● **Document excerpt**:
Blame the Pollsters too!

The right envisions the election playing out very differently.

If you’ve been reading my “2012 Polls” page, linked above and on the left side of the menu, you know that I constantly up date and report new Presidential and Senate polls as they are released.     So I’ve been swimming in polls, and will keep this up until election day.

Lately the polls are showing a rather pronounced trend towards Obama.    In the swing states that were either tied or leaning slightly, Obama has built sometimes large leads.   Taking the average of recent polls, Obama leads in all the swing states:

Ohio:   Obama + 7
Pennsylvania:  Obama + 9
Florida: Obama + 4
Iowa:  Obama + 4
Colorado:  Obama + 5
Nevada:  Obama + 5
Virginia:   Obama + 4
North Carolina:  Obama + 3

In the national polls it’s the same story:

Pew:  Obama + 8
Gallup Tracking:  Obama + 6
Bloomberg:  Obama + 6
National Journal:  Obama + 7
GWU/Battleground:  Obama + 3
Rasmussen tracking:  tie

The polls have turned dramatically towards Obama in the week since the Romney fundraiser video came out.   Whether its a short term bump or a shifting of the race to one in which Romney emerges as noncompetitive is unclear.   If I were a national pundit worried about my reputation I’d put in all sorts of caveats about how the race is not over.  My gut tells me that absent some kind of major external shock, Obama’s got this thing in the bag.

Annotated coordinate records
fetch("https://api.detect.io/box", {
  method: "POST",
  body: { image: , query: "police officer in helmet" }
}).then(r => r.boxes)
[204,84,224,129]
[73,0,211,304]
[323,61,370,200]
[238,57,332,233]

==

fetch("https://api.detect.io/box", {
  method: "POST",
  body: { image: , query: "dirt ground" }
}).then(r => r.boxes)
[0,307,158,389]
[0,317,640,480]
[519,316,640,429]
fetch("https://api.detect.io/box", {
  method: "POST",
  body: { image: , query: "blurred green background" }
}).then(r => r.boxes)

...

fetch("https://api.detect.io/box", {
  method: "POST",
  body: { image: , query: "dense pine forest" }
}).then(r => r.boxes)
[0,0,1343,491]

● **Direction A**:
From the post on 2012 election polls, copy out the passage between "In the national" and "in the bag.", inclusive.
● **Direction B**:
Count the lines of the records that contain the string "body" and give only that number.

● **Final result A**:
In the national polls it’s the same story:

Pew:  Obama + 8
Gallup Tracking:  Obama + 6
Bloomberg:  Obama + 6
National Journal:  Obama + 7
GWU/Battleground:  Obama + 3
Rasmussen tracking:  tie

The polls have turned dramatically towards Obama in the week since the Romney fundraiser video came out.   Whether its a short term bump or a shifting of the race to one in which Romney emerges as noncompetitive is unclear.   If I were a national pundit worried about my reputation I’d put in all sorts of caveats about how the race is not over.  My gut tells me that absent some kind of major external shock, Obama’s got this thing in the bag.

● **Final result B**:
4